THE DATA:
......

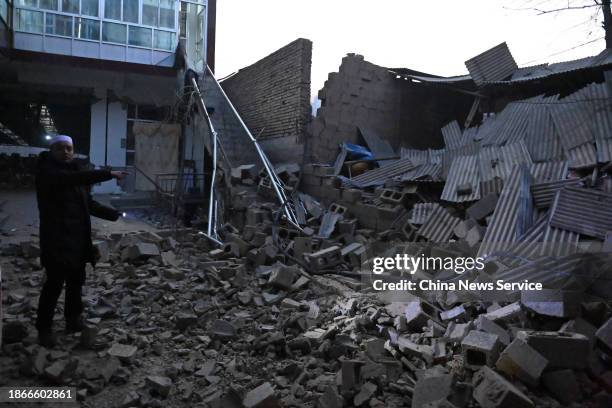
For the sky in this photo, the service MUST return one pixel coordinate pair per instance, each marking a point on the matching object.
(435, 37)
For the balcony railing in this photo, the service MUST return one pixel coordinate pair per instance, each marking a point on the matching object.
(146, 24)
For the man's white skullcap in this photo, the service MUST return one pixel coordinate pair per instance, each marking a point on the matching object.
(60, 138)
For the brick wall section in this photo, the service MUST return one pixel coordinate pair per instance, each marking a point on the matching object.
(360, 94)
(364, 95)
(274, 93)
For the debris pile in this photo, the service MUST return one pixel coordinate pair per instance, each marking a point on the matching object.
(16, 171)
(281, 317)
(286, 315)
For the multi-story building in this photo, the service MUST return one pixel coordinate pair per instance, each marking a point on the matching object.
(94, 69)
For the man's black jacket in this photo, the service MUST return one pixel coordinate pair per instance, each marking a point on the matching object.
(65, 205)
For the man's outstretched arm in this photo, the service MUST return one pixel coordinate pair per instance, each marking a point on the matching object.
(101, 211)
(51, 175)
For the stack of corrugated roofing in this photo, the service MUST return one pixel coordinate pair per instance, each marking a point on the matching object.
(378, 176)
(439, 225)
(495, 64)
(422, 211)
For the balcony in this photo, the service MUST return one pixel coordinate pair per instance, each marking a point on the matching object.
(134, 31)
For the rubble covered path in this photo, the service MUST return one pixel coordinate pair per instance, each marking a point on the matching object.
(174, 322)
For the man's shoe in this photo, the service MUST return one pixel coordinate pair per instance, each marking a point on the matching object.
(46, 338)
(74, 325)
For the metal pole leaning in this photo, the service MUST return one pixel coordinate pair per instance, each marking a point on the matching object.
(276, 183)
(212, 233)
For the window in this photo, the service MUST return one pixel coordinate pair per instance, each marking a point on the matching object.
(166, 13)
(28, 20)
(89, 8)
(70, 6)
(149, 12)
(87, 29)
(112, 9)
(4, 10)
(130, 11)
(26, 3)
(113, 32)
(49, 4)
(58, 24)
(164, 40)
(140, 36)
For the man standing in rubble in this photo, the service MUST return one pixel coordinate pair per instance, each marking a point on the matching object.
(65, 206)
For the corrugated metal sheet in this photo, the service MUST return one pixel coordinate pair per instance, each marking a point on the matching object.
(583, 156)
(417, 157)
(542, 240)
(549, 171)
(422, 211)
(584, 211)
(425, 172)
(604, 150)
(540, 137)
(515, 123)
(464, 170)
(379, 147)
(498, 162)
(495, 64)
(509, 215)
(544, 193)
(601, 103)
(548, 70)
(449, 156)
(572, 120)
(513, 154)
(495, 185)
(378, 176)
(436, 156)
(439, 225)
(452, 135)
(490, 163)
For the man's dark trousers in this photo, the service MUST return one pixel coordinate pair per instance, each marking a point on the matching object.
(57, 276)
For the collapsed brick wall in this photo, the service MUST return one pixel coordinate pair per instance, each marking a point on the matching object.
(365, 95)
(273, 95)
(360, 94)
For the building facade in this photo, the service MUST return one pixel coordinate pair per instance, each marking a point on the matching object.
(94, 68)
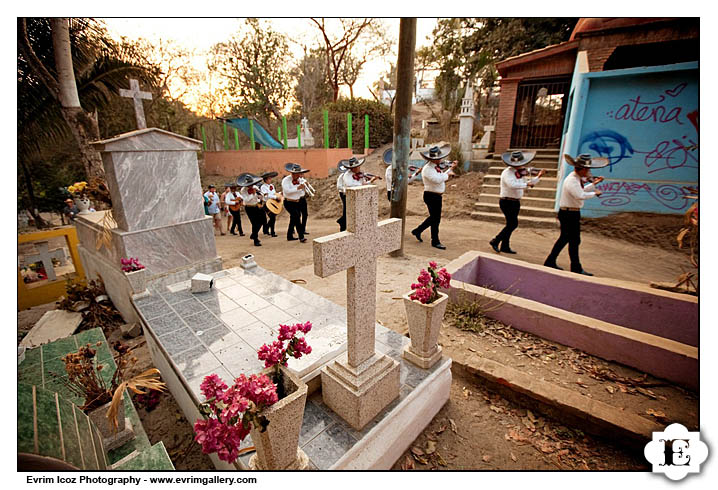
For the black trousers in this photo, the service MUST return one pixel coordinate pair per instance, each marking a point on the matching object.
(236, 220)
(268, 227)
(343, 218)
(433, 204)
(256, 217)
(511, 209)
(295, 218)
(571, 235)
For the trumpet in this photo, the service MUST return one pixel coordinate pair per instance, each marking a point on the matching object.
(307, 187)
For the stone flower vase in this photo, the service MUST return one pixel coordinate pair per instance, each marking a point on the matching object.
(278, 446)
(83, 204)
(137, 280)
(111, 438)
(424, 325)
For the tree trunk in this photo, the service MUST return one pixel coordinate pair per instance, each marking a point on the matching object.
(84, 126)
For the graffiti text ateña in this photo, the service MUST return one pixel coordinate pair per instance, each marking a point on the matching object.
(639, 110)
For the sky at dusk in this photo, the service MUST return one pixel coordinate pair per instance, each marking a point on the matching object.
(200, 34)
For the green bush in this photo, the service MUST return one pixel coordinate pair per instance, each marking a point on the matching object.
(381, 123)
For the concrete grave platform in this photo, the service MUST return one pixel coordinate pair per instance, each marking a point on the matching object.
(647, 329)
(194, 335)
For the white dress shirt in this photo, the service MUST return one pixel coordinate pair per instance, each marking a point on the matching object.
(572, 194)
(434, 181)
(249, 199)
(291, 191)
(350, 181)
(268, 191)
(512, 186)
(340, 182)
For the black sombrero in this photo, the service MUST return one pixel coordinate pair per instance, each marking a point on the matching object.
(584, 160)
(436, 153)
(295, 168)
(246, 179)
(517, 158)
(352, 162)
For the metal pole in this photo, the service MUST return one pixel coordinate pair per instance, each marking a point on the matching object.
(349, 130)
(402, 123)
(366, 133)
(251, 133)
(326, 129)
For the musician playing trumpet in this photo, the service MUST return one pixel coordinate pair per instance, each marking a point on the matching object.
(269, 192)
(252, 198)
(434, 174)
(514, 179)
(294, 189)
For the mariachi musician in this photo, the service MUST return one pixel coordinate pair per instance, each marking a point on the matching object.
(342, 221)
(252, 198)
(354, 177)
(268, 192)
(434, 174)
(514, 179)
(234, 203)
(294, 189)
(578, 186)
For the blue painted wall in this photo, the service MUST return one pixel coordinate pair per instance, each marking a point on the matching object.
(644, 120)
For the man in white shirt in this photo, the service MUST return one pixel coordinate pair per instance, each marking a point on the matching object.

......

AIM OF THE EXERCISE:
Only the lines from the one that contains "For the graffiti" to the end of the data should be output, exactly as they appear.

THE RESPONSE:
For the graffiti text ateña in this photo, the service MUST return one pixel coordinate pair per instance, each marking a point on the matching object.
(639, 110)
For the sky at dusk in this photo, the service MUST return one pixel coordinate pair per instance, each marking a point on the matching object.
(200, 34)
For the green bush in this photo, the service MUST return one pixel coordinate pair per instance, each marking a point on the matching object.
(381, 123)
For the concrete grave platform in this photo, the service MUST return one pixel coordinate pair per instance, each marking a point on the matching object.
(647, 329)
(194, 335)
For the white dress shirt in this photo, the service MUST return one pixel coordinate pair per instance, each marking a point on the matching object.
(572, 194)
(434, 181)
(249, 199)
(291, 191)
(350, 181)
(268, 191)
(512, 186)
(340, 182)
For the black sombrero in this photo, the service MUST return one pixel coordinate pair per instance, each marking a point on the matching object.
(584, 160)
(436, 153)
(295, 168)
(246, 179)
(517, 158)
(352, 162)
For the metal pole in this photo, the service MUST return one pixel coordinate pair per instance, each marking a point on the matching object.
(349, 130)
(402, 123)
(366, 133)
(251, 133)
(326, 129)
For the musician playing trumpet in this photo, the service MUST return one pixel coordinate pair per instance, each marking a point on the matching object.
(269, 192)
(252, 198)
(434, 174)
(514, 179)
(294, 189)
For the mariachi musician in this photo, the service MUST return one pixel coordinate pair per instance, each marking a point on the matching object.
(342, 221)
(252, 198)
(354, 177)
(268, 192)
(434, 174)
(514, 179)
(234, 203)
(294, 189)
(578, 186)
For the blue painted wall in this photo, the service MUST return one pixel coordinate pair per instance, each marking a point on the matching object.
(644, 120)
For the man in white shirt in this photo, the service MUST return one pixel coordinate pair per instance, each marking a point on the matching object.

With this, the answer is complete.